The gender of Japanese doctors
In my on-going but largely unsuccessful attempt to teach myself Japanese, I often have occassion to use Google Translate to translate sections of Japanese (children’s) books into English, and check my own attempts at writing. This is how I discovered that it will often insert gendered pronouns based on gender stereotypes. This is not a new problem for Google Translate - this issue was raised over 5 years ago and has since been tackled for a select number of languages (to and from English…)1. It is a shame that in those 5 years, the gender-specific translations have not been rolled out to other languages.
For example, if I want to translate a sentence about a popular doctor, I am served only translations with “he” pronouns, but if I want to translate a sentence about a popular nurse… you guessed it. She.
There were instances where both translations were offered, such as:
However, fame seems to be gendered for teachers, as in:
The selection of the pronoun appears to be conditioned on the content of the previous sentence, as in these contrasting examples (“this nurse” leads to “she” in the following sentence, but with “this teacher” multipe pronouns are offered)

= = =

• [SET OF TASKS]
1. Based on the post about Google Translate and gendered pronouns, do these statements agree with it: (a) the writer uses Google Translate to check their own attempts at writing Japanese, (b) gender-specific translations have been extended to other languages over the past five years, (c) a sentence about a popular doctor is translated only with "he"? Answer yes or no for each and quote the words from the post that decide it.
2. Duplicate the entries word for word, starting with the line that contains "the form [163,54]." and going on through the last line of the entries.
The post and the entries have nothing to do with each other.

Records

= = =

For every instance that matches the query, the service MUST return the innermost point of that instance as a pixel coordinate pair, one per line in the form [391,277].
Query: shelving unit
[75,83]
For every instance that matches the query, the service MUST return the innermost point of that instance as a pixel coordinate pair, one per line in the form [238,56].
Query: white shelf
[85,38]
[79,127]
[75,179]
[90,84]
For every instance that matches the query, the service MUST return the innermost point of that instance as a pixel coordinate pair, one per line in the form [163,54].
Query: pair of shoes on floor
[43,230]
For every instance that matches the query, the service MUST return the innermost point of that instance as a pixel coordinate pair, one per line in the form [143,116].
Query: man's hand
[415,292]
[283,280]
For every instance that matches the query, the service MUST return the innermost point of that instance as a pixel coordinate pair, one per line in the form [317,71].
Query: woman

= = =

• [EXERCISE RESPONSES]
1.
(a) Yes: "check my own attempts at writing"
(b) No: "It is a shame that in those 5 years, the gender-specific translations have not been rolled out to other languages."
(c) Yes: "I am served only translations with “he” pronouns"

2.
For every instance that matches the query, the service MUST return the innermost point of that instance as a pixel coordinate pair, one per line in the form [163,54].
Query: pair of shoes on floor
[43,230]
For every instance that matches the query, the service MUST return the innermost point of that instance as a pixel coordinate pair, one per line in the form [143,116].
Query: man's hand
[415,292]
[283,280]
For every instance that matches the query, the service MUST return the innermost point of that instance as a pixel coordinate pair, one per line in the form [317,71].
Query: woman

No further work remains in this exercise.